PROBLEM TO WORK ON
Which lines of the data include the string "reed"? List them all.

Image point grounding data
* * *

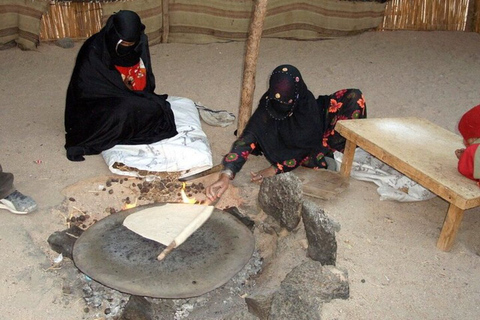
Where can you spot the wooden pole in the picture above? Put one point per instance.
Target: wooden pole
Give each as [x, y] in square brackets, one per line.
[165, 21]
[250, 64]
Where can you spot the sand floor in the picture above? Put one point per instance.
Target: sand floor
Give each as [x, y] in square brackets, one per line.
[388, 248]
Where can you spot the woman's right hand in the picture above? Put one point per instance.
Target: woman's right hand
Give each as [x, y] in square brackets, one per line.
[459, 153]
[217, 189]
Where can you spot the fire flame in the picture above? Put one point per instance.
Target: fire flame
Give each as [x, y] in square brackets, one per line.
[184, 196]
[127, 206]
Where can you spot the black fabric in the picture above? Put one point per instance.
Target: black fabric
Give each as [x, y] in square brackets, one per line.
[101, 111]
[287, 133]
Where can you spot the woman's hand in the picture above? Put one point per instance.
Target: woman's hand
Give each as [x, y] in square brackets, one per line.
[217, 189]
[265, 173]
[459, 153]
[128, 82]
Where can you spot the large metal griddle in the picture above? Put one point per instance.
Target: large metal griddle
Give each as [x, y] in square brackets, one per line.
[113, 255]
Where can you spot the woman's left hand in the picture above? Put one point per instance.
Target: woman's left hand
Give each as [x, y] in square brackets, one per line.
[265, 173]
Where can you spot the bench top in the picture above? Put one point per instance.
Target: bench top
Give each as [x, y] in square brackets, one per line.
[418, 148]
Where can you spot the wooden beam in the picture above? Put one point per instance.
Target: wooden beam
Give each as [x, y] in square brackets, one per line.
[250, 64]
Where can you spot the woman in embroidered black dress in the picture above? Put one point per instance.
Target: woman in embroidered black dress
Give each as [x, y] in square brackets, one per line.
[110, 98]
[291, 128]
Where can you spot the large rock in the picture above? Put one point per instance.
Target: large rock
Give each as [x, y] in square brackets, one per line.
[320, 230]
[260, 305]
[281, 198]
[63, 241]
[306, 288]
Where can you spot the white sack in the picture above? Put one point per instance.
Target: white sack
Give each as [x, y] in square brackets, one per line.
[392, 185]
[188, 150]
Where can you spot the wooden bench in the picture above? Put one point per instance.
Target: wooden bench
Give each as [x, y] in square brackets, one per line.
[422, 151]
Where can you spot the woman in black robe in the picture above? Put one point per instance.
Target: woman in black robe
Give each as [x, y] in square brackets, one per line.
[291, 128]
[110, 98]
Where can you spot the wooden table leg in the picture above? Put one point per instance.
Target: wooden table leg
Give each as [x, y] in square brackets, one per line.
[450, 227]
[347, 160]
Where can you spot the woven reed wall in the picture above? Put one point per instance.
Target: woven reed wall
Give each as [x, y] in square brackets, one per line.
[450, 15]
[80, 20]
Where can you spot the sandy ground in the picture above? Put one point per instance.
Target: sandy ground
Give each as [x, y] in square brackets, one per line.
[388, 248]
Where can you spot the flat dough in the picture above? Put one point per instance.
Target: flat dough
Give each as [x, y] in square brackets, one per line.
[172, 221]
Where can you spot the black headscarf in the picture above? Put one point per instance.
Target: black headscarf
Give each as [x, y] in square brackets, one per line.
[288, 123]
[125, 26]
[100, 110]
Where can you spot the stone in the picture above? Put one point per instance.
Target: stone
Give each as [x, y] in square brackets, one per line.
[320, 231]
[306, 288]
[281, 197]
[259, 305]
[137, 308]
[63, 241]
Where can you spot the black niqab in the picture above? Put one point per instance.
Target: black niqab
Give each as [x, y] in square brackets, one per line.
[288, 123]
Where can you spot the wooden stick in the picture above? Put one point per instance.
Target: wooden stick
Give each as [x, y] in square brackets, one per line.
[165, 21]
[167, 250]
[250, 64]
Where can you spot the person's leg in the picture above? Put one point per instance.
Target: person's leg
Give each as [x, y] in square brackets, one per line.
[6, 183]
[11, 199]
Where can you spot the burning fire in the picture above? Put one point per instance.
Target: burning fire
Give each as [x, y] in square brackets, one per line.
[127, 206]
[184, 196]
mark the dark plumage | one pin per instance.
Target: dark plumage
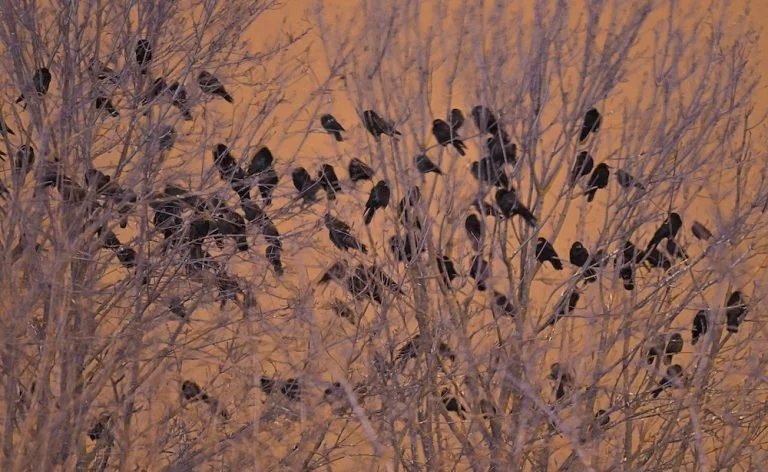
(143, 54)
(378, 198)
(700, 326)
(583, 166)
(340, 235)
(591, 124)
(668, 229)
(545, 252)
(425, 165)
(735, 311)
(598, 180)
(359, 170)
(376, 125)
(329, 181)
(480, 271)
(444, 136)
(211, 85)
(700, 231)
(306, 185)
(332, 126)
(509, 205)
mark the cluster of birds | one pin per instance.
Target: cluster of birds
(188, 220)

* * *

RESPONSE BOX
Where can you spot the woven reed wall in the picture above? Put one point per instance.
Target: woven reed wall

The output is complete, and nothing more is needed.